[Stated problem]: Copy every row below word for word, changing nothing.
....................
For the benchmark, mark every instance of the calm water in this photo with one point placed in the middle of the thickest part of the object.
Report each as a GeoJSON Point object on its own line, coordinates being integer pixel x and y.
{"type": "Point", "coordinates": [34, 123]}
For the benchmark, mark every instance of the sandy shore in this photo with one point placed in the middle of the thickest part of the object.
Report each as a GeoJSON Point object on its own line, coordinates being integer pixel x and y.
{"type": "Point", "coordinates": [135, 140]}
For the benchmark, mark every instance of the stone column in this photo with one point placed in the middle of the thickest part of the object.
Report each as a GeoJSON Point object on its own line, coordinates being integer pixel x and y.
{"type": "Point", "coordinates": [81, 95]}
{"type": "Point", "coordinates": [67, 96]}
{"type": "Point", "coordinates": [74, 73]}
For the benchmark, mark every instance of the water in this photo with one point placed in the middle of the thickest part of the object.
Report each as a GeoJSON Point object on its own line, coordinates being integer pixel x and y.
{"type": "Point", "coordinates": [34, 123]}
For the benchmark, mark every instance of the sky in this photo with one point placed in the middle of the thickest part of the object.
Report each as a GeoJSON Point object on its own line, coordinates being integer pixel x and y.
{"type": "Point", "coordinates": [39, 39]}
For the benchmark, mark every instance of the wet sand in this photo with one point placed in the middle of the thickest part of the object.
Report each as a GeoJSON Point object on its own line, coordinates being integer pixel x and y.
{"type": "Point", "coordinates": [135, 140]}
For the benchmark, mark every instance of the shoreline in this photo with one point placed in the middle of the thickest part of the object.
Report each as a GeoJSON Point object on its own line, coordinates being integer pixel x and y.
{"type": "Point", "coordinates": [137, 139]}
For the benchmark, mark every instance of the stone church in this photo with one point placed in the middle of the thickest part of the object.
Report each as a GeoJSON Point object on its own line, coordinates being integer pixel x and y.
....................
[Answer to this task]:
For the benchmark, mark every instance of the calm water in this photo with one point placed in the middle of the thickest part of the object.
Report each as a GeoJSON Point object on its own line, coordinates being integer pixel x and y.
{"type": "Point", "coordinates": [34, 123]}
For the benchmark, mark every instance of the sandy shore in this photo with one point placed in the middle of the thickest part of the object.
Report each as a GeoJSON Point object on its own line, coordinates being integer pixel x and y.
{"type": "Point", "coordinates": [135, 140]}
For the benchmark, mark every instance of the stone column in this photo with one point placed in the middle of the thickest part of the object.
Report each as a GeoJSON Point object on its own line, coordinates being integer pixel x and y.
{"type": "Point", "coordinates": [81, 95]}
{"type": "Point", "coordinates": [67, 96]}
{"type": "Point", "coordinates": [74, 73]}
For the benchmark, mark every instance of the water in this photo with one point placed in the middle of the thickest part of the object.
Report each as a GeoJSON Point object on its own line, coordinates being integer pixel x and y.
{"type": "Point", "coordinates": [34, 123]}
For the benchmark, mark every instance of the sky in this photo with one point placed in the middle of the thickest part of the object.
Report each as a GeoJSON Point object on its own line, coordinates being integer pixel x and y.
{"type": "Point", "coordinates": [39, 39]}
For the benchmark, mark every instance of the wet sand in this photo with one point placed in the middle of the thickest part of the object.
Report each as a GeoJSON Point object on its own line, coordinates being integer pixel x and y.
{"type": "Point", "coordinates": [135, 140]}
For the benchmark, mark every instance of the shoreline in this photo with one point placed in the middle of the thickest part of the object.
Report each as a GeoJSON Point object on its own line, coordinates being integer pixel x and y.
{"type": "Point", "coordinates": [137, 139]}
For the benchmark, mark every instance of the stone church in this photo with one point placed in the middle of the thickest part of the object.
Report each as a GeoJSON Point object on its own line, coordinates being integer pixel x and y.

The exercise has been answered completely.